# Extrait présenté:
------------

L’examen de la sociologie du travail montre comment, principalement centrées sur le groupe social ouvrier et sur la question de la transformation de la classe ouvrière, les recherches menées dans ce domaine ont d’abord majoritairement traité la question de la professionnalisation sous l’angle du rapport à la technologie, tout en cherchant à se détacher d’une lecture déterministe des relations entre travail et progrès technique. Nous retiendrons également de ce parcours comment le renouvellement de perspectives opéré dans les années soixante-dix a abouti à une articulation de plus en plus étroite entre sociologie du travail et sociologie de l’action, moyennant une attention de plus en plus poussée aux conditions et aux processus de ’définition’ des situations de travail et notamment celle de définition de la situation et l’utilisation de méthodes d’observation de la construction du travail et des métiers, à partir de ’lieux-temps-activités’ multiples. Ce renouvellement se traduit par l’idée que c’est à partir d’une sociologie du ’travailleur’ plus que d’une sociologie du travail et par la montée de l’intérêt porté à la notion d’identité professionnelle que l’on peut appréhender précisément la question des transformations du travail43. Mais si la notion d’identité professionnelle a une valeur heuristique certaine, il convient aussi de porter une attention à d’autres développements théoriques plus directement centrés sur la construction des mondes professionnels par les acteurs eux-mêmes. Ce sont les développements plus marqués par une perspective socio-cognitive [Berger et Luckman, 1986] que nous allons donc aborder dans la section qui suit, consacrée à la sociologie des professions anglo-saxonne. C’est en effet sur la base d’une certaine convergence existante entre les évolutions de la sociologie de travail telles que nous venons de les retracer et cette sociologie des professions, telle que récemment ’redécouverte’ en France, que nous avons progressivement élaboré le type d’approche du travail et de ses transformations qui a guidé notre recherche, et c’est donc cette convergence qu’il nous faut mettre en évidence.

------------

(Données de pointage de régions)
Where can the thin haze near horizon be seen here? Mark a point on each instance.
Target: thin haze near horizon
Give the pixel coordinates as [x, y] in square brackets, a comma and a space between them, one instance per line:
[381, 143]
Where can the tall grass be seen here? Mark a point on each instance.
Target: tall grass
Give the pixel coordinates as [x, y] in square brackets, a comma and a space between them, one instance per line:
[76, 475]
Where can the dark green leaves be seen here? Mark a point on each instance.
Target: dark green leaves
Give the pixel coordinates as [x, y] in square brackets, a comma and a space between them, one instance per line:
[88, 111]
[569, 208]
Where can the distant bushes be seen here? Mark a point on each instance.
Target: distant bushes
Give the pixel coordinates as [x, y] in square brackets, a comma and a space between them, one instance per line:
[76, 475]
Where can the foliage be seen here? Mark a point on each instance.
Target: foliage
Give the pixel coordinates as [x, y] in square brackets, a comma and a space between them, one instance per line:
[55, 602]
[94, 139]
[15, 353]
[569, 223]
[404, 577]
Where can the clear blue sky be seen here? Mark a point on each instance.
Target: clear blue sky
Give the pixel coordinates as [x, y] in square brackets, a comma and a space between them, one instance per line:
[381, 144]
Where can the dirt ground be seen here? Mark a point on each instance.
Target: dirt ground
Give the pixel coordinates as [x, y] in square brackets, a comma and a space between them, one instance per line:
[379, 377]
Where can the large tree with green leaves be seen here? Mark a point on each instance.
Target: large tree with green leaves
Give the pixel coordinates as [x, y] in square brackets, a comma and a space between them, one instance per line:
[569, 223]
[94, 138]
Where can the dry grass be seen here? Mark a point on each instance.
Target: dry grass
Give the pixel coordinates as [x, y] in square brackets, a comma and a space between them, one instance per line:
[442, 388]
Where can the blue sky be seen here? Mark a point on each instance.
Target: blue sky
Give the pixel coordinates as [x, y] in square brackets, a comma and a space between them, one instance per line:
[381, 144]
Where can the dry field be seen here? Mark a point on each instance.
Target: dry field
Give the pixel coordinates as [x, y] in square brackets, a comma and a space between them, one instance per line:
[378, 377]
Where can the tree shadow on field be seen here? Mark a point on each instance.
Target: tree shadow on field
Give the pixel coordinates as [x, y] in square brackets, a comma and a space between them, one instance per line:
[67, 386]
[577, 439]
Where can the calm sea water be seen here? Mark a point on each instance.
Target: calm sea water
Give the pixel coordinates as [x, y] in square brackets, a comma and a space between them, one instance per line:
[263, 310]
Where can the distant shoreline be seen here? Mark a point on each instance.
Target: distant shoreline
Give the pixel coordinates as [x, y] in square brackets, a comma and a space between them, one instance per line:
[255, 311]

------------

# Consignes de l'exercice:
1 – Résumez en deux phrases l'extrait sur la sociologie du travail.
2 – Répondez aux questions suivantes à partir de l'extrait sur la sociologie du travail.
(a) Sur quel groupe social les recherches en sociologie du travail étaient-elles principalement centrées ?
(b) À quelle décennie remonte le renouvellement de perspectives mentionné ?
(c) Quelle sociologie des professions la section suivante doit-elle aborder ?
3 – Reprenez l'extrait sur la sociologie du travail à l'endroit où il s'arrête et poursuivez-le.
Les items n'ont aucun lien avec l'extrait sur la sociologie du travail.

# Corrigé des consignes:
1 – Centrées sur le groupe social ouvrier, les recherches en sociologie du travail ont d'abord traité la professionnalisation sous l'angle du rapport à la technologie, puis, à partir du renouvellement des années soixante-dix, se sont rapprochées de la sociologie de l'action et se sont intéressées de plus en plus à la notion d'identité professionnelle. Le texte annonce ensuite l'examen de la sociologie des professions anglo-saxonne, d'inspiration socio-cognitive, dont la convergence avec la sociologie du travail a guidé l'approche adoptée dans la recherche.

2 –
(a) Sur le groupe social ouvrier.
(b) Aux années soixante-dix.
(c) La sociologie des professions anglo-saxonne.

3 –
Notes
40.

Sur ce point nous renvoyons à la synthèse effectuée par Claude Durand et al. (1985) ainsi qu’aux ouvrages de Pierre Rolle (1988) et Sabine Erbès Seguin (1988) consacrés à un bilan critique de la sociologie du travail au regard des nouvelles formes d’emploi et nouvelles techniques d’une part, et aux nouvelles manières d’interpréter les institutions et coalitions dans le travail d’autre part.

41.

sur l’inventaire détaillé de ces pistes de recherche voir Tripier (1997), De Coster et Pichault (1994).

42.

Une progression peut être notée dans la manière dont Sainsaulieu détachera progressivement son analyse des catégories salariales existantes pour prendre en compte, dans la définition de modèles typiques, la manière dont ’les mêmes positions identitaires peuvent être investies par les membres de diverses catégories socioprofessionnelles’ [Dubar et Sainsaulieu, 1992, 329].

43.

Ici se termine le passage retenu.